SOURCE DATA:
####################
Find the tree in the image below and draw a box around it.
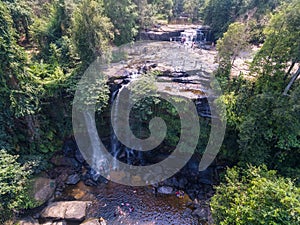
[151,0,174,21]
[214,22,250,89]
[134,0,157,30]
[216,22,250,68]
[211,165,300,225]
[252,0,300,94]
[172,0,184,19]
[104,0,138,45]
[72,0,114,64]
[183,0,204,22]
[203,0,233,40]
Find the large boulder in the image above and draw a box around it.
[32,177,56,205]
[41,201,92,221]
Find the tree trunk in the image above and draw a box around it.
[283,67,300,95]
[283,60,296,81]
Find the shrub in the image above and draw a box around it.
[211,165,300,225]
[0,149,33,221]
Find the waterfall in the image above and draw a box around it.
[110,84,145,168]
[82,110,109,179]
[110,88,122,170]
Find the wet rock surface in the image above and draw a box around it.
[40,201,91,221]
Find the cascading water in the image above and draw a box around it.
[110,84,137,169]
[109,71,148,168]
[110,87,123,170]
[83,111,109,180]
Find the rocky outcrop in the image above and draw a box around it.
[139,30,182,41]
[40,201,92,221]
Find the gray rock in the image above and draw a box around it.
[40,221,67,225]
[41,201,92,221]
[81,218,106,225]
[64,202,89,220]
[157,186,173,194]
[66,174,81,185]
[198,168,214,185]
[192,208,207,220]
[183,208,193,217]
[33,177,56,205]
[18,217,39,225]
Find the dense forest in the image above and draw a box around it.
[0,0,299,224]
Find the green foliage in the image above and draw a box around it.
[135,0,157,30]
[2,0,33,42]
[183,0,204,22]
[104,0,138,45]
[0,150,33,221]
[172,0,184,19]
[211,165,300,225]
[0,1,27,150]
[203,0,234,40]
[31,0,75,49]
[217,22,250,67]
[237,89,300,178]
[252,0,300,92]
[72,0,114,65]
[214,22,250,89]
[203,0,287,40]
[152,0,174,21]
[214,0,300,181]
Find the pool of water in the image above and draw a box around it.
[63,181,201,225]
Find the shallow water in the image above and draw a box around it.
[64,181,200,225]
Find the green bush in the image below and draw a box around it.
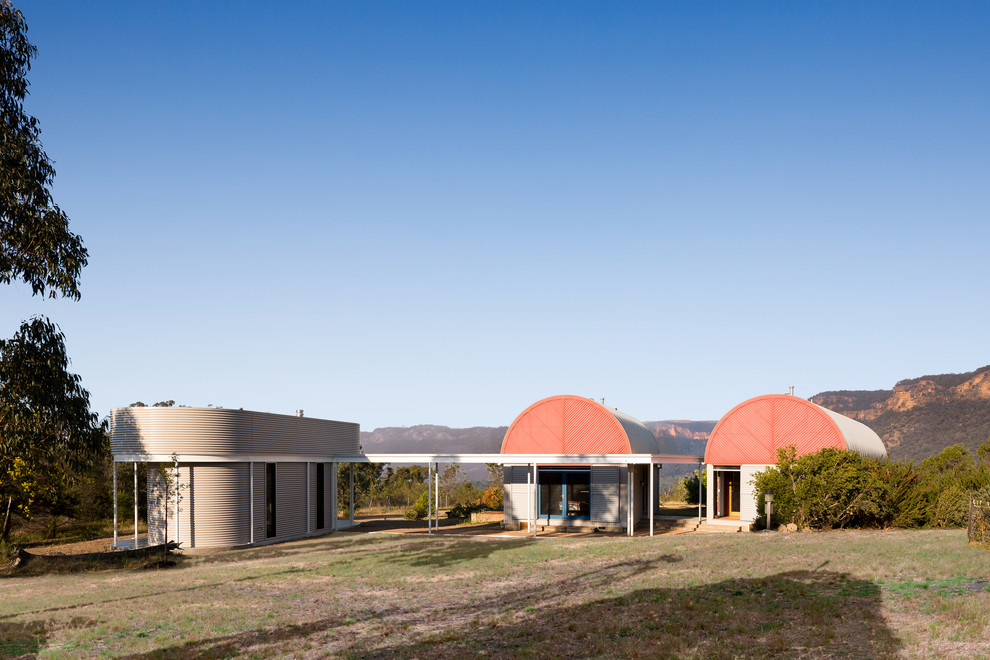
[403,491,430,520]
[752,443,990,531]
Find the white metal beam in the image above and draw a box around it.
[112,452,703,465]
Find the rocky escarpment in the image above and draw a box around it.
[812,366,990,462]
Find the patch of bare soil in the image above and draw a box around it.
[25,537,116,556]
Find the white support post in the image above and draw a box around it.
[331,462,338,531]
[698,465,703,522]
[649,464,655,537]
[174,462,180,545]
[349,464,355,523]
[526,465,533,529]
[627,466,633,537]
[434,468,440,529]
[133,462,138,547]
[249,462,254,545]
[112,461,118,546]
[306,462,311,534]
[532,463,538,539]
[427,463,433,534]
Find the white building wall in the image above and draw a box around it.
[741,464,772,524]
[705,464,715,522]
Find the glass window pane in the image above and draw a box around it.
[539,472,563,516]
[566,472,590,518]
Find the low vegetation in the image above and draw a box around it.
[0,527,987,657]
[746,441,990,531]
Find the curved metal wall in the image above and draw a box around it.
[705,394,886,465]
[501,395,659,455]
[111,407,359,457]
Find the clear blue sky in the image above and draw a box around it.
[5,1,988,429]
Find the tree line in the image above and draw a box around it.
[339,462,503,517]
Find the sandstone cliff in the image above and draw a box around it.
[811,365,990,462]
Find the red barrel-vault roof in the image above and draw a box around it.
[500,395,659,455]
[705,394,887,465]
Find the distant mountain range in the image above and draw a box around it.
[810,365,990,462]
[360,365,990,478]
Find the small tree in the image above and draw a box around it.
[156,453,184,562]
[485,463,503,489]
[0,317,105,540]
[683,469,707,505]
[481,485,503,510]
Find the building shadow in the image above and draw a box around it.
[350,568,901,659]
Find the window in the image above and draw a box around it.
[539,469,591,520]
[316,463,325,530]
[266,463,277,538]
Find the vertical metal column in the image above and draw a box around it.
[133,462,138,547]
[649,463,654,537]
[249,462,254,545]
[331,462,338,531]
[698,464,703,522]
[532,463,538,539]
[112,461,118,546]
[427,462,433,534]
[134,462,139,550]
[435,468,440,529]
[526,463,533,529]
[627,466,633,537]
[306,462,311,534]
[349,464,355,523]
[174,462,180,544]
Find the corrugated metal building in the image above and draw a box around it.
[704,394,887,526]
[111,407,359,549]
[501,395,661,532]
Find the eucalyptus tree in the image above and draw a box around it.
[0,1,87,298]
[0,317,105,540]
[0,2,103,539]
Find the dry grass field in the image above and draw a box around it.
[1,526,988,658]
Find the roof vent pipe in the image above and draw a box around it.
[788,386,795,396]
[296,409,304,417]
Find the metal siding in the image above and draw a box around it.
[706,395,846,465]
[110,407,360,457]
[308,463,316,532]
[820,407,888,457]
[591,466,620,523]
[506,466,531,523]
[501,395,655,456]
[276,463,307,540]
[611,410,661,454]
[253,463,266,543]
[180,463,251,548]
[739,465,766,524]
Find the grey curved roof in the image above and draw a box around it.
[818,405,888,458]
[610,407,662,454]
[111,406,360,458]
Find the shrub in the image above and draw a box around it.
[753,443,990,531]
[404,491,430,521]
[481,485,503,510]
[753,447,889,530]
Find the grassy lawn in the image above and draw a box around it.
[1,528,987,658]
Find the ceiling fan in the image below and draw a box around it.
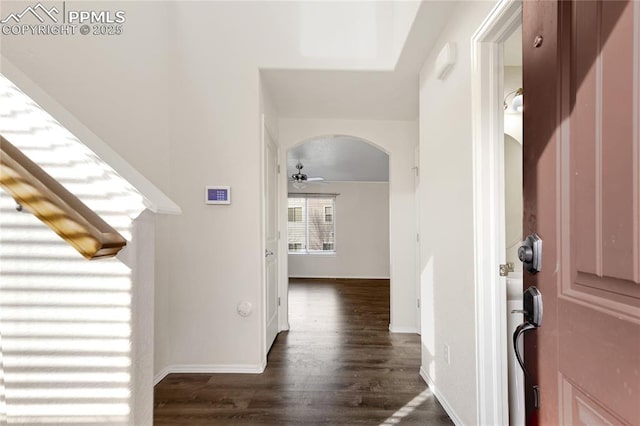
[290,162,325,188]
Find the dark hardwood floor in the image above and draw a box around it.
[154,278,452,425]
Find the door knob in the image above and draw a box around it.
[265,249,274,257]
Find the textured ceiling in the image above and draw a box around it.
[288,136,389,182]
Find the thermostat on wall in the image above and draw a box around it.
[205,186,231,204]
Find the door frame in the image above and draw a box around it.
[470,0,522,425]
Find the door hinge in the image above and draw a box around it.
[412,166,419,177]
[533,385,540,409]
[416,233,420,243]
[417,298,421,309]
[278,231,281,240]
[499,262,515,277]
[277,165,281,174]
[277,297,281,306]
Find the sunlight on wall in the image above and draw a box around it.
[0,184,133,424]
[0,75,145,424]
[0,74,144,238]
[421,257,435,354]
[0,332,5,423]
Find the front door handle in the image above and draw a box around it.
[512,286,543,409]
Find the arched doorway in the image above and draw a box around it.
[283,135,390,333]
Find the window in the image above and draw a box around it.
[288,196,336,254]
[288,206,302,222]
[324,206,333,223]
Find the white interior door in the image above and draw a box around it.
[264,127,279,353]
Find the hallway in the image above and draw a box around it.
[153,279,452,425]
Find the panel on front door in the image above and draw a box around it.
[523,0,640,424]
[560,1,640,422]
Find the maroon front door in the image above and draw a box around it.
[523,0,640,424]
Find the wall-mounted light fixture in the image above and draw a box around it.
[504,88,524,112]
[0,135,126,260]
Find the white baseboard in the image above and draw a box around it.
[153,363,265,386]
[419,366,463,426]
[278,323,290,332]
[388,324,419,334]
[153,366,173,386]
[288,275,390,280]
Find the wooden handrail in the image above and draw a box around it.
[0,135,126,259]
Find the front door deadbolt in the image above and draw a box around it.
[518,233,542,274]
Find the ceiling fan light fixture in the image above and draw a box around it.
[289,161,325,188]
[291,162,307,182]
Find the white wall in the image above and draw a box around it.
[1,2,173,190]
[278,118,418,333]
[418,1,497,424]
[127,210,156,425]
[288,181,390,279]
[1,1,422,377]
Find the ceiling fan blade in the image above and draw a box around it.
[306,177,324,181]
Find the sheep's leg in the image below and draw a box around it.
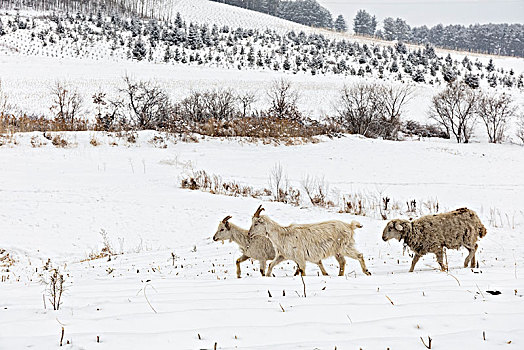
[266,255,286,277]
[236,254,250,278]
[345,249,371,276]
[316,261,329,276]
[335,254,346,276]
[409,254,422,272]
[465,244,478,268]
[435,249,447,271]
[259,260,267,276]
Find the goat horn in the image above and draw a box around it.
[253,205,265,218]
[222,215,232,223]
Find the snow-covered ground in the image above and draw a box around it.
[1,132,523,349]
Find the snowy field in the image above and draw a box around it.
[1,132,524,349]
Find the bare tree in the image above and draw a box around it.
[334,83,384,137]
[381,84,414,140]
[429,82,478,143]
[517,111,524,145]
[237,91,257,118]
[266,79,301,120]
[203,89,238,120]
[477,92,517,143]
[121,76,173,129]
[50,81,84,125]
[179,90,207,123]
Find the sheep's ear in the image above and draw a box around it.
[395,222,404,231]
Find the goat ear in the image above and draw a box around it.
[225,221,231,230]
[395,222,404,231]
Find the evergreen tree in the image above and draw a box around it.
[334,15,347,32]
[382,17,396,40]
[353,9,374,36]
[164,45,172,62]
[132,38,147,61]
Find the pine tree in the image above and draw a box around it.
[132,38,147,61]
[334,15,347,32]
[283,56,291,70]
[164,45,172,62]
[353,9,374,35]
[486,59,495,72]
[382,17,396,40]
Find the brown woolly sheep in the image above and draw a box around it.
[248,206,371,277]
[213,216,319,277]
[382,207,487,272]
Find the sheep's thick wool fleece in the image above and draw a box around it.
[403,208,486,254]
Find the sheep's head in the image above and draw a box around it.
[248,205,268,239]
[213,216,233,243]
[382,219,408,241]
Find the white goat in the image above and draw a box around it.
[248,206,371,277]
[213,216,274,278]
[213,215,327,277]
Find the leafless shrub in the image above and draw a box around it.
[121,76,175,129]
[181,169,271,198]
[178,91,207,123]
[0,249,16,275]
[30,135,46,147]
[429,82,478,143]
[90,135,100,146]
[422,198,440,214]
[84,229,116,261]
[477,92,517,143]
[266,79,302,120]
[94,92,126,132]
[268,163,300,205]
[381,84,414,140]
[204,89,238,121]
[269,163,285,202]
[178,88,239,123]
[50,81,84,126]
[302,175,332,207]
[333,82,384,137]
[406,199,417,213]
[51,134,69,147]
[40,262,66,311]
[516,112,524,144]
[340,192,438,220]
[149,135,167,148]
[402,120,448,139]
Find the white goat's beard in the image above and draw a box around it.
[221,240,224,245]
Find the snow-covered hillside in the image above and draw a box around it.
[1,132,524,349]
[0,9,522,126]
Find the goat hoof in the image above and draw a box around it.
[365,271,372,276]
####################
Write out exactly those lines running from the line with "Find the white goat's" to the end of the data above, the first and last included.

Find the white goat's beard in the image above and draw a box around it.
[221,240,224,245]
Find the snow-covered hillside in the image above and draw a box around it.
[1,132,524,349]
[0,9,522,126]
Find the goat hoof in the image above and draw a box around it.
[365,271,372,276]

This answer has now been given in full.